-- begin --

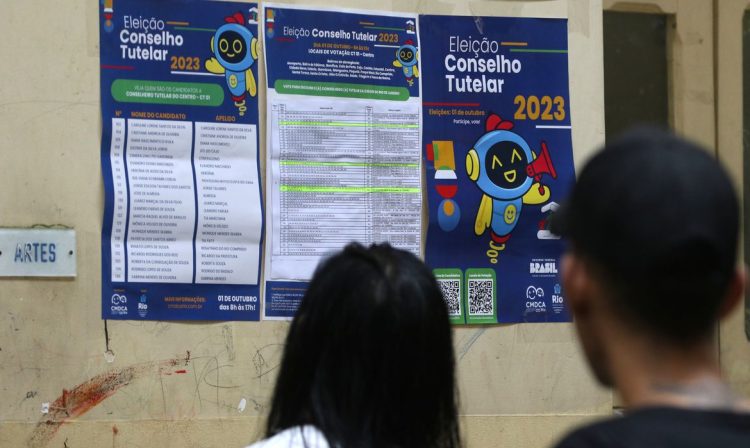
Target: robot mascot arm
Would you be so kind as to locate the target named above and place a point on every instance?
(484, 215)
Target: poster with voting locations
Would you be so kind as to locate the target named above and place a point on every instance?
(183, 219)
(498, 156)
(343, 130)
(360, 105)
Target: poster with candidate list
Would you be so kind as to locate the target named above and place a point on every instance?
(183, 218)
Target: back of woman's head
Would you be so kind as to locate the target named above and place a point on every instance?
(369, 358)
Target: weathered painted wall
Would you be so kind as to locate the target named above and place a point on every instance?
(180, 384)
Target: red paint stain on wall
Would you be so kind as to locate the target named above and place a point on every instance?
(82, 398)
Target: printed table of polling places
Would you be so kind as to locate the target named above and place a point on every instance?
(344, 129)
(183, 220)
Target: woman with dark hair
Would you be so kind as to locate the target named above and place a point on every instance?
(368, 359)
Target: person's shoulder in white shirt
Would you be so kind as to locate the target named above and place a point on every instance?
(306, 436)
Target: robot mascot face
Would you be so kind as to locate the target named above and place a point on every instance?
(407, 55)
(497, 164)
(232, 47)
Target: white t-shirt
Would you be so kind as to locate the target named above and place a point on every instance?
(306, 436)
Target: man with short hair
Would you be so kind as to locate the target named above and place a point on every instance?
(652, 226)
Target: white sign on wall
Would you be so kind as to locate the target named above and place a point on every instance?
(37, 253)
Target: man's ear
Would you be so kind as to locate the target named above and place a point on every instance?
(576, 283)
(735, 291)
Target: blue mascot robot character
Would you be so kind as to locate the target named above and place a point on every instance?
(235, 51)
(509, 174)
(406, 58)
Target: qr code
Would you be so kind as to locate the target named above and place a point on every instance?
(481, 297)
(451, 290)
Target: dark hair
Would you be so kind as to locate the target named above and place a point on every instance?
(369, 355)
(658, 218)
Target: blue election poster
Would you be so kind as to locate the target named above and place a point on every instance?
(183, 221)
(343, 140)
(498, 156)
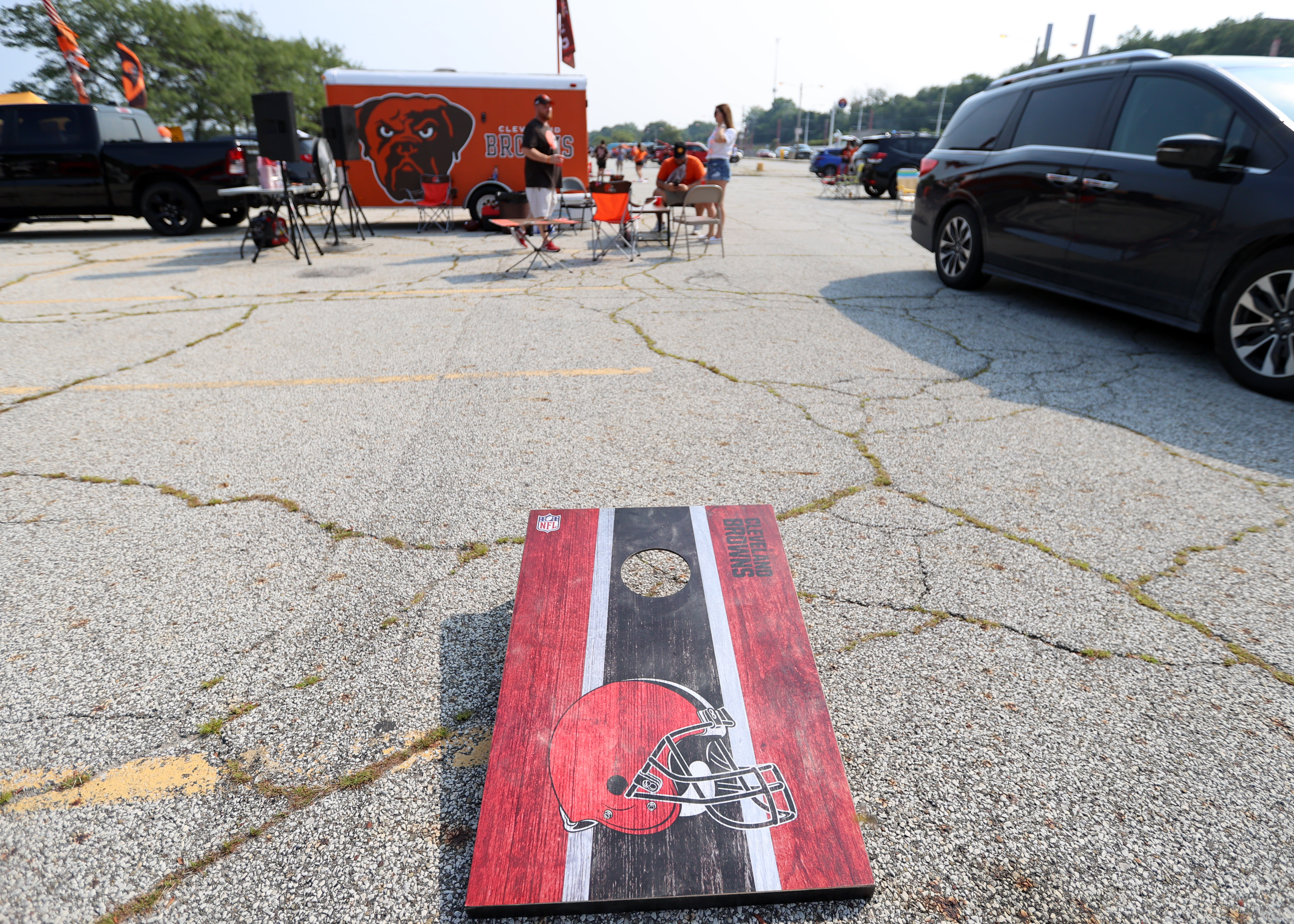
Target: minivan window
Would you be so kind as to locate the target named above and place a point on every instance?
(1275, 85)
(1067, 116)
(1161, 107)
(976, 126)
(47, 127)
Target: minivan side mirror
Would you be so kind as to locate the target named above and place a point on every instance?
(1190, 152)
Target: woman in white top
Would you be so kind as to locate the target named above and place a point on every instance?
(718, 165)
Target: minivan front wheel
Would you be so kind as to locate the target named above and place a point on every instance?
(1254, 325)
(959, 250)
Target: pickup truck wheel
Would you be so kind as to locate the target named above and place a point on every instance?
(171, 209)
(228, 218)
(959, 250)
(1254, 325)
(486, 196)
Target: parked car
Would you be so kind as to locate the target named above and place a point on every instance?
(1152, 184)
(61, 162)
(829, 162)
(880, 157)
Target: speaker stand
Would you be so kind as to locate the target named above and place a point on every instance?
(355, 218)
(296, 223)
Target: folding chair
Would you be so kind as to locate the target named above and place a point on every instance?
(614, 209)
(574, 197)
(699, 196)
(438, 202)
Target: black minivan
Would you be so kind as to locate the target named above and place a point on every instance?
(1154, 184)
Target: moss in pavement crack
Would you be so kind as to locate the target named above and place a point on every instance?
(651, 346)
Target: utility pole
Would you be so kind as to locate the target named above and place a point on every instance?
(777, 47)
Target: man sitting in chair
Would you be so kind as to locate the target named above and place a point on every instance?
(677, 175)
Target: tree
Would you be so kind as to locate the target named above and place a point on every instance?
(626, 131)
(699, 131)
(662, 131)
(201, 64)
(1229, 37)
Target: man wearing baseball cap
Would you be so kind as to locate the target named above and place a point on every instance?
(543, 165)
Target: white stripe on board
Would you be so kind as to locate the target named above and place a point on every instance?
(764, 862)
(579, 867)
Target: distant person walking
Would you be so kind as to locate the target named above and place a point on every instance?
(600, 155)
(719, 166)
(543, 166)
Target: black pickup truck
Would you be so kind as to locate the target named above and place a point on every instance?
(69, 162)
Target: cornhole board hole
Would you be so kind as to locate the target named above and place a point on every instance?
(660, 751)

-- end --

TASK DIRECTIONS: Convert every item above into a two-column CSV with the headers "item_text" and "answer". Give one row per item, with its text and its answer each in a single quoted field and any line breaks replaced by spaces, and leave the pictures out.

PROBLEM SOLUTION:
item_text,answer
"Target: robot mascot arm Would you be so kind as to locate the target named above and place a point on every instance?","(484, 215)"
"Target: poster with voting locations Would you be so kind as to locate the target named above and place a point on every instance?","(183, 219) (498, 156) (343, 130) (360, 105)"
"Target: poster with candidate list Would you be so kind as to locate the target named above and place a point on every instance?","(183, 218)"
"Target: back of woman's head Would you be so kind as to locate the target named above and place a point on every instance?","(369, 358)"
"Target: weathered painted wall Would you be so kind as to locate the target named above and place a point on every instance?","(180, 384)"
"Target: red paint stain on wall Would you be so kind as to locate the target named above and place a point on every instance?","(82, 398)"
"Target: printed table of polling places Would you be so kind as to locate the target named above and place a point on every instance?","(344, 129) (183, 220)"
"Target: woman with dark hair Would you be so kind as to locate the target named above and place a point on every instance?","(368, 359)"
"Target: person's shoulder in white shirt Would you be so kind as to locate the target named above and place a point on every instance?","(306, 436)"
"Target: robot mascot face Would you be so kind as to locate the target named above and place a point on every instance?","(407, 55) (497, 164) (232, 47)"
"Target: white t-shirt Would you be so kind as to locate the target named above and place a point on every instance?","(306, 436)"
"Target: man with short hair Would you be so kind as to locate the target named above and place a point on every instance?","(652, 226)"
"Target: white sign on wall Would you be so kind as to locate the target named above and place a point on every instance?","(37, 253)"
"Target: man's ear Would you be so kind as to locate the target named above and place a point on every instance?","(576, 283) (735, 291)"
"Target: blue mascot robot character Would you be so kind as to locate the target named above and place a point on every instance?","(235, 51) (509, 174) (406, 58)"
"Target: qr code Would you be so kind as to locate the target named above and place a point on every instance?","(481, 297) (451, 290)"
"Target: dark hair Would you be so kind as to locate the target named above and place a point on every instance?","(369, 355) (658, 218)"
"Target: blue election poster Would you be so kind as to locate the target named above and place a point on every instance?","(183, 221) (343, 140) (498, 156)"
"Target: minivan window Would you be so kind as to locate the target named above and place a point on every instance?","(1275, 85) (1067, 116) (1161, 107) (976, 126) (47, 127)"
"Target: minivan side mirror Would you be so kind as to locate the target named above and place a point on every instance?","(1190, 152)"
"Target: woman in white top Would you be so kind as to locate the target named above and place a point on every instance?","(718, 165)"
"Target: minivan front wheel Would you be so kind as to locate the target named above and place a point on every instance?","(1254, 325) (959, 250)"
"Target: pickup truck wheel Would you be so kind as to locate the target named above and place a point on every instance?","(171, 209) (228, 218) (959, 250) (1254, 325) (486, 196)"
"Target: parked car Would you be so kind as to locate the target named above and place a point on every instance?","(1152, 184) (61, 162) (829, 162) (880, 157)"
"Target: speaker stand Would you be so kind as to locate the target named above and place a point on every instance?","(355, 218) (296, 223)"
"Target: folding chair Would you be so kind as to locate the target named above and place a point on every instance?","(614, 209) (574, 197) (699, 196) (438, 202)"
"Target: black minivan Would you be so kind as to locate the target named above and place a point on every instance?","(1154, 184)"
"Target: moss in pavement crack Would you be so kind as to locate the target named above and place a point on every instance?","(651, 346)"
"Target: utility pole Would you be so kind as to locate the target named above and place a point on every instance?","(777, 47)"
"Target: man sitting in chair Would you be so kind as to locate the target named above and place a point on every instance?","(677, 175)"
"Target: tree Would you be so kind as to locate the target named above and place a point on every instance?","(626, 131) (699, 131) (662, 131) (201, 64) (1229, 37)"
"Target: man wearing baseball cap Would you be so kind as to locate the target named above and place a point on every instance?","(543, 165)"
"Target: white stripe on board Would you be so kind as to locate the target named above and place a point on every instance?","(764, 862) (579, 867)"
"Target: distant person walking Would you be so kind as to locate the target named above and place a point on every instance?","(600, 155) (719, 166) (543, 166)"
"Target: black pickup truck Would you be so kind as to locate the target named above and place a point on every instance?","(69, 162)"
"Target: cornhole board hole Would you be so kind as to locate the target named above and place a point on every instance?","(660, 751)"